#### SOURCE PASSAGE

The spouse likes to lead book groups. She works very hard at it. She reads the book two or three times. I often read the book that will be discussed, too, and she will bounce her ideas that she might raise with the group off me. I have never participated in one of her book discussions. We have decided that my presence would make her too nervous, but I am confident that she does an excellent job.
Some find it surprising that she is so good at it. After all, she was a scientist—a research neuroimmunologist–and those who are not familiar with science, which includes all too many of us, often think scientists are generally isolated in a tiny world of esoterica.
The spouse was not always a scientist. While she took some science courses in college, she majored in English. She then went on to get a master’s in English at the University of Chicago. We came to New York, and she kicked around some publishing houses. She found her advancement there hampered by being a “girl,” but she also realized that she had always really wanted to be a biologist. Working part-time, she went to New York’s City College to get science credits, including organic chemistry, that she needed to get into graduate school. She then was accepted into Cornell Medical School, where she got a Ph.D.
The road to being a scientist is a long one—graduate school, and then years of a post-doctoral fellowship, and finally, if one is lucky, a lab of one’s own, which she got and ran until she recently retired. But during all that time, she continued to read detective stories, classic literature, bestsellers, history. She is not alone. Her best scientific friend also reads.
I don’t find this surprising. Of course, many scientists such as C.P. Snow, Richard Feynmann, Lewis Thomas, and E.O. Wilson have been outstanding writers. (Freud wrote some interesting books, but only under the most generous definition can he be labeled a “scientist.”) While those extraordinary scientist-writers just might be regarded as exceptional, there is actually a systemic connection between good writers and good scientists.

########

## ACTIVITIES
**1)** According to the passage about the spouse's book groups, why do some people find it surprising that she is good at leading book groups? Answer in one to three sentences.
**2)** Rewrite the portion of the passage about the spouse's book groups from "The spouse was" to "got a Ph.D.", changing "English" to "history" wherever it occurs.
Rely only on the passage about the spouse's book groups.

#### DATASET EXCERPTS

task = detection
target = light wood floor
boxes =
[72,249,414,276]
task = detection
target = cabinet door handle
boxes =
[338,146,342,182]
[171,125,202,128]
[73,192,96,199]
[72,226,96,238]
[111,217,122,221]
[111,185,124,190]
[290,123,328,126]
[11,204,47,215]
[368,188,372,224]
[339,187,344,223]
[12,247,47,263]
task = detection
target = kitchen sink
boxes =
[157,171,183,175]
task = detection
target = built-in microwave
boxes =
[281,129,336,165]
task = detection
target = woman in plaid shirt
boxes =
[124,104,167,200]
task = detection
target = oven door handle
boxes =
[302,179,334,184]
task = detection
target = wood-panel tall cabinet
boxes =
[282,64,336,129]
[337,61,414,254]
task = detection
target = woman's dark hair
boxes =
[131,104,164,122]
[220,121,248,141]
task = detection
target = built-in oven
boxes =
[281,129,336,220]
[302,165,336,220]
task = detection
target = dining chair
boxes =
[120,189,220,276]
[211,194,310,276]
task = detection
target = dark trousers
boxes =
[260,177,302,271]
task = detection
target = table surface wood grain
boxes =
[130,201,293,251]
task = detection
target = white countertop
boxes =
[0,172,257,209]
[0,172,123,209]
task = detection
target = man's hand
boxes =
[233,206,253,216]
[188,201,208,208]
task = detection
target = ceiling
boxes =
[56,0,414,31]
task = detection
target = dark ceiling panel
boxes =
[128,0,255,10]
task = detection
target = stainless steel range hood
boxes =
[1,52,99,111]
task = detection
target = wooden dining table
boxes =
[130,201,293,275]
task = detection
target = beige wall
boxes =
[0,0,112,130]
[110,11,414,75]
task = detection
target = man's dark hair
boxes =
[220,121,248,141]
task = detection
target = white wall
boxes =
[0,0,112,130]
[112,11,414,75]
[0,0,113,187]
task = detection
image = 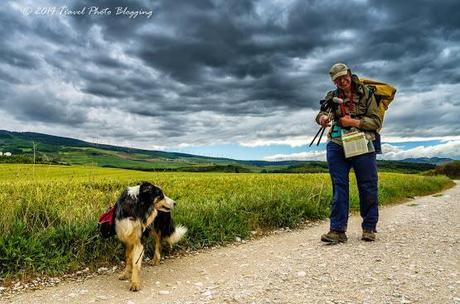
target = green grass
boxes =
[0,164,452,280]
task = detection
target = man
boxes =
[316,63,382,244]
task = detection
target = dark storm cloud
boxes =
[0,92,87,126]
[0,0,460,146]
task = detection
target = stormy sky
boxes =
[0,0,460,160]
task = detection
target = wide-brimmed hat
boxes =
[329,63,350,81]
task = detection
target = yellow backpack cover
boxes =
[359,77,396,131]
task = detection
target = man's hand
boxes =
[340,115,361,128]
[319,115,331,128]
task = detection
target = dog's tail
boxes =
[168,225,187,245]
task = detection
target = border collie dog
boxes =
[115,182,176,291]
[146,208,187,265]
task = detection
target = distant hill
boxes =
[401,157,453,165]
[0,130,435,173]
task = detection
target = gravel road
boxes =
[0,182,460,304]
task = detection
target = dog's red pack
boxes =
[98,206,115,238]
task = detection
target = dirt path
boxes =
[0,183,460,304]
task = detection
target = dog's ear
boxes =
[139,182,163,202]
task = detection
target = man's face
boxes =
[334,74,351,90]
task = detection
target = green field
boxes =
[0,164,453,280]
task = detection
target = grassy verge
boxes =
[0,165,452,280]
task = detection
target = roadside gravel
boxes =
[0,183,460,304]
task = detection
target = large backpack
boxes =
[359,77,396,131]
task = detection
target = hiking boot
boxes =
[361,230,375,242]
[321,230,348,244]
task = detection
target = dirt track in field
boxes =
[0,182,460,304]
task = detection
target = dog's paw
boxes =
[118,272,129,281]
[129,282,141,291]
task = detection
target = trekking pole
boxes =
[308,127,326,147]
[316,128,326,146]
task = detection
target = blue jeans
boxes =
[327,141,379,232]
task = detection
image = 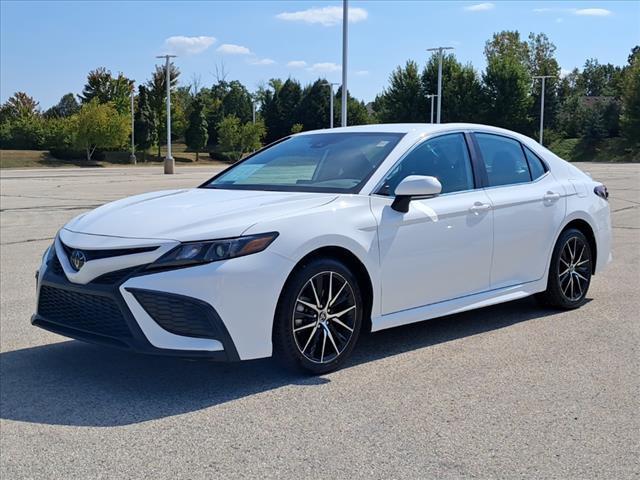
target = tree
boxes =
[262,78,302,143]
[76,98,131,161]
[185,97,209,162]
[222,80,253,123]
[333,87,371,125]
[578,58,622,97]
[2,92,39,121]
[44,93,80,118]
[78,67,133,113]
[484,30,529,65]
[528,33,560,128]
[147,63,180,158]
[483,56,532,134]
[620,53,640,144]
[218,115,265,161]
[134,85,158,160]
[376,60,426,123]
[418,54,484,122]
[292,78,330,133]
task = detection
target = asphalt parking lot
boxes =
[0,164,640,480]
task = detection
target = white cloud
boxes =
[164,35,216,55]
[560,68,571,78]
[276,7,369,27]
[249,58,276,65]
[573,8,611,17]
[307,62,342,73]
[464,3,496,12]
[216,43,251,55]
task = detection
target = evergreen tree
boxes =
[134,85,158,161]
[185,97,209,162]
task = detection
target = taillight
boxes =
[593,185,609,200]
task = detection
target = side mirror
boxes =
[391,175,442,213]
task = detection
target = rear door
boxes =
[474,133,566,288]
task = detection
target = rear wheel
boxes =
[538,228,593,309]
[273,258,362,374]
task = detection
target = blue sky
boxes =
[0,0,640,108]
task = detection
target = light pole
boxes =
[129,81,138,165]
[342,0,349,127]
[156,55,176,173]
[427,93,437,123]
[533,75,555,145]
[427,47,453,123]
[322,82,340,128]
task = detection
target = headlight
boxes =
[149,232,278,268]
[42,244,56,263]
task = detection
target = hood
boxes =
[64,188,338,241]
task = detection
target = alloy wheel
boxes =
[292,271,358,364]
[558,237,591,302]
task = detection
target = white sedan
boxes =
[32,124,611,373]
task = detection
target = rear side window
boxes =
[379,133,474,195]
[523,147,547,180]
[476,133,531,187]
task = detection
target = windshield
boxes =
[204,132,403,193]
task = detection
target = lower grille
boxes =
[128,288,220,339]
[38,285,131,338]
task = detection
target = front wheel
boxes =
[273,258,363,374]
[538,229,593,309]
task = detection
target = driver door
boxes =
[371,133,493,315]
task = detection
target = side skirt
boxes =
[371,275,547,332]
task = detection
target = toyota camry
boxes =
[32,124,611,373]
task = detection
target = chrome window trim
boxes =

########

## COMPLETED EXERCISE
**1)** Some people find it surprising because she was a scientist, a research neuroimmunologist. People who are unfamiliar with science often assume that scientists are generally isolated in a tiny world of esoterica.

**2)**
The spouse was not always a scientist. While she took some science courses in college, she majored in history. She then went on to get a master’s in history at the University of Chicago. We came to New York, and she kicked around some publishing houses. She found her advancement there hampered by being a “girl,” but she also realized that she had always really wanted to be a biologist. Working part-time, she went to New York’s City College to get science credits, including organic chemistry, that she needed to get into graduate school. She then was accepted into Cornell Medical School, where she got a Ph.D.